MENGANALISIS DUA FAKTA SEJARAH
1.
PARTAI ISLAM TIDAK
BISA BERSATU
Partai Politik Islam sangat sulit untuk dipersatukan, karena Partai
Politik Islam terlalu keras memperjuangkan egonya masing-masing, sulit
menyatukan visi, misi dari masing-masing partai, serta adanya perpecahan yang
terjadi di dalam partai tersebut dan juga ideologi politik yang dipahami dan
dijalankan oleh partai Islam di Indonesia makin memudar disebabkan oleh adanya
kebijaksanaan politik yang menyangkut segala urusan dan tindakan mengenai
pemerintahan negara yang bukan diacukan pada asas Islam yang mendasari kumpulan
konsep bersistem yang memberikan arah dan tujuan untuk kelangsungan partai
Islam tersebut, melainkan diacukan pada asas pancasila yang merupakan juga
dasar ideologi negara, ini sama halnya dengan ideologi partai-partai non Islam
atau ideolopgi partai-partai yang berbasis bukan pada massa Islam.
Jika kembali ke
sejarah, basis politik aliran Islam di Indonesia sejak era 1950-an terbelah
menjadi Islam reformis/modernis lalu berubah menjadi Partai Masyumi, sedangkan
Partai Islam tradisionalis terpusat pada Nahdlatul Ulama (NU).
Lahirnya PAN, adalah
investasi politik dari organisasi Muhammadiyah. Begitu pula dengan partai PKB yang
merupakan investasi di bidang politik organisasi Nahdlatul Ulama (NU). Sementara
PPP sendiri mencoba menyatukan para ulama dengan kembali ke rumah Ka’bah.

::::::

● Instruksi yang Diberikan 1
Terjemahkan kalimat berikut dari kutipan halaman tentang partai politik Islam ke dalam bahasa Inggris: "Lahirnya PAN, adalah investasi politik dari organisasi Muhammadiyah."

● Catatan yang Diberikan
::::::

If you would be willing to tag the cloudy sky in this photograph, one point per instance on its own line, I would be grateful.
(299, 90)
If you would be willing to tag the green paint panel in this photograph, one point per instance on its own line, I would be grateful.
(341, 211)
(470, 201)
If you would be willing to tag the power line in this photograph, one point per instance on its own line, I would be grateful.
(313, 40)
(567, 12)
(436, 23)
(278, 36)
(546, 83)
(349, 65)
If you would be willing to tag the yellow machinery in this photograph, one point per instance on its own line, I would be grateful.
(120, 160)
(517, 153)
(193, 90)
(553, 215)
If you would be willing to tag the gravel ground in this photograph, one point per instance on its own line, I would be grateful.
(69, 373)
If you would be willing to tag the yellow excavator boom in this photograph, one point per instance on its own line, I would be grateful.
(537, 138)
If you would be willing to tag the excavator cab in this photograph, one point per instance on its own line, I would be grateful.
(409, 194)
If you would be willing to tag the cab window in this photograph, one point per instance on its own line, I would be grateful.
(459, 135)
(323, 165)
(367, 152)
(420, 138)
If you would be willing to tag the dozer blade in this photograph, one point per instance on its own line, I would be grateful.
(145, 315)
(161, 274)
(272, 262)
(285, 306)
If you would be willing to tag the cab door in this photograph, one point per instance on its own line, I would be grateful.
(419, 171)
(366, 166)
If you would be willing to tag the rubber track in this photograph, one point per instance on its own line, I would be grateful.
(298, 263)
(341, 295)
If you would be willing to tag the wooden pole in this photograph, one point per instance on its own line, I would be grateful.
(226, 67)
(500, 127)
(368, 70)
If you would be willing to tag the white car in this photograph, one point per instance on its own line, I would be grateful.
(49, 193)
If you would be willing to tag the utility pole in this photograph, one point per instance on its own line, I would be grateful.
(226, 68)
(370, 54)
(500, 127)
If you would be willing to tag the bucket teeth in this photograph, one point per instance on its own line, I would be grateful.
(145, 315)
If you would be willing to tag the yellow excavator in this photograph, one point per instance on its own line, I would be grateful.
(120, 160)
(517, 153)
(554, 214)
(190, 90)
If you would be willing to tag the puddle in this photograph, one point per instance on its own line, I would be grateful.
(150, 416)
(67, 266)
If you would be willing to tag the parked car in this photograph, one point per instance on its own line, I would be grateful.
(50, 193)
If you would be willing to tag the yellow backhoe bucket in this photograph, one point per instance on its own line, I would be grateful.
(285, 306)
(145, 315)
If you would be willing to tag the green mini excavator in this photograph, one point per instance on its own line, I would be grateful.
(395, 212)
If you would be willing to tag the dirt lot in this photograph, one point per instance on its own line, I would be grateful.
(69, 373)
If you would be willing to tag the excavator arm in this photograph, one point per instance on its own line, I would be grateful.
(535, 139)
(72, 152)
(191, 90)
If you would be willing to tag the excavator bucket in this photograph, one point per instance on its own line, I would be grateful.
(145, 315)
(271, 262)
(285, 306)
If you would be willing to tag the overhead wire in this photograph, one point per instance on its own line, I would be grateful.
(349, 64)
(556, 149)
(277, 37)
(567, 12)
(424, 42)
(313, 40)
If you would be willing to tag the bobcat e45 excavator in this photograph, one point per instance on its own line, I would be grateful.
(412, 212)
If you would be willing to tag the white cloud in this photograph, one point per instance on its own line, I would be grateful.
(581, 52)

::::::

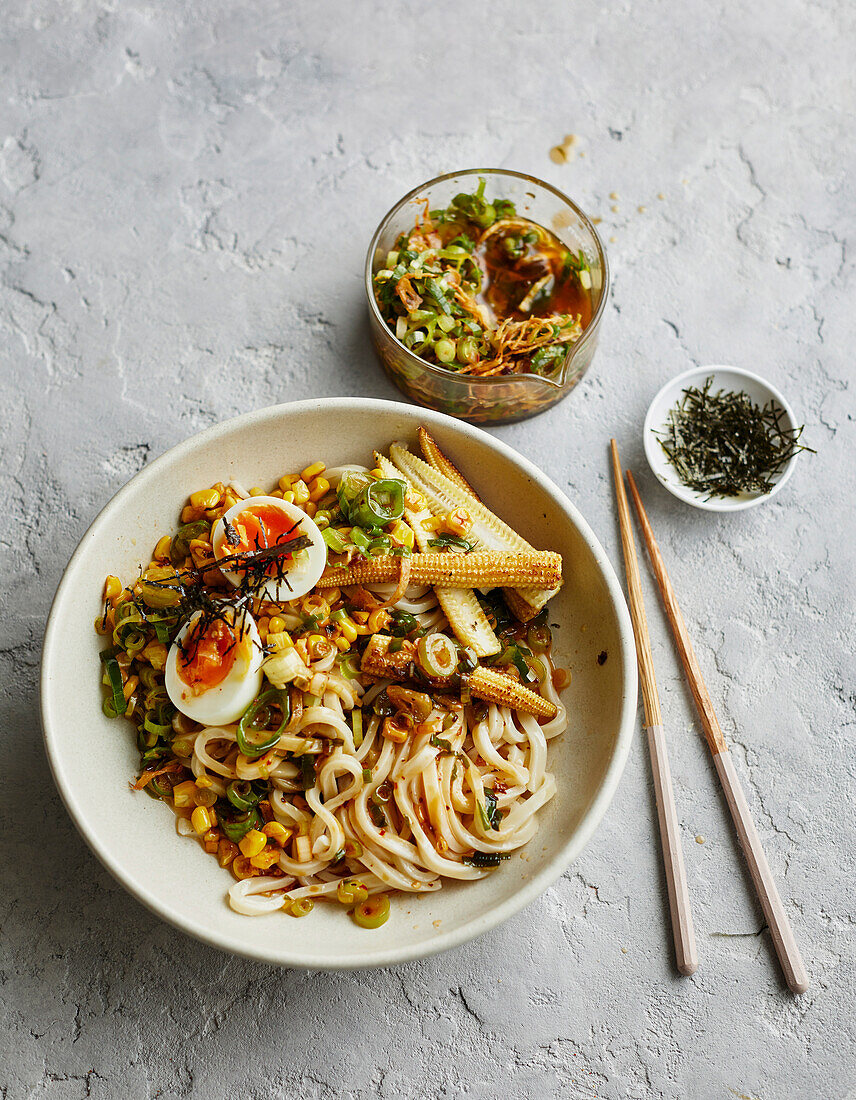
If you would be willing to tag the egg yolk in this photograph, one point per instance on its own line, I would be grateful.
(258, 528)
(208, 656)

::::::

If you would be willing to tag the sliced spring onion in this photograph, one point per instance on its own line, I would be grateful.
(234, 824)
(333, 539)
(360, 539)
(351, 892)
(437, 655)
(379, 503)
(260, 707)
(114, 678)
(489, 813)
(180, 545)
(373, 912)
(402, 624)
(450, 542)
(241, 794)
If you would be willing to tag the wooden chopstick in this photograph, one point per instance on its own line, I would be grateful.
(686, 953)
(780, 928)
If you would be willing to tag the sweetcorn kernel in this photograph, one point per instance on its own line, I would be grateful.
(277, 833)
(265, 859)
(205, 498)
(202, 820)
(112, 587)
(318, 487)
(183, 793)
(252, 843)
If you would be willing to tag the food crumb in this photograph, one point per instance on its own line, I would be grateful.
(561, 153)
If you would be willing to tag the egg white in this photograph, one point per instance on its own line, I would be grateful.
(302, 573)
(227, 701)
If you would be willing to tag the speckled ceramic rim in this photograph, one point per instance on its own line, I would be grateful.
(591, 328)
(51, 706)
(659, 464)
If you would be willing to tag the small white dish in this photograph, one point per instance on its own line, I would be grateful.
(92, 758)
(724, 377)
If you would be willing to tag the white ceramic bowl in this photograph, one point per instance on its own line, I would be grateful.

::::::

● Instruksi yang Diberikan 2
Tuangkan baris-baris dalam catatan ke dalam daftar bernomor tanpa baris kosong. Mulailah dari baris yang memuat "If you would be willing to tag the speckled" dan berhentilah setelah baris yang memuat "If you would be willing to tag the white ceramic".

● Hasil Akhir 1
The birth of PAN was a political investment of the Muhammadiyah organization.

● Hasil Akhir 2
1. If you would be willing to tag the speckled ceramic rim in this photograph, one point per instance on its own line, I would be grateful.
2. (591, 328)
3. (51, 706)
4. (659, 464)
5. If you would be willing to tag the small white dish in this photograph, one point per instance on its own line, I would be grateful.
6. (92, 758)
7. (724, 377)
8. If you would be willing to tag the white ceramic bowl in this photograph, one point per instance on its own line, I would be grateful.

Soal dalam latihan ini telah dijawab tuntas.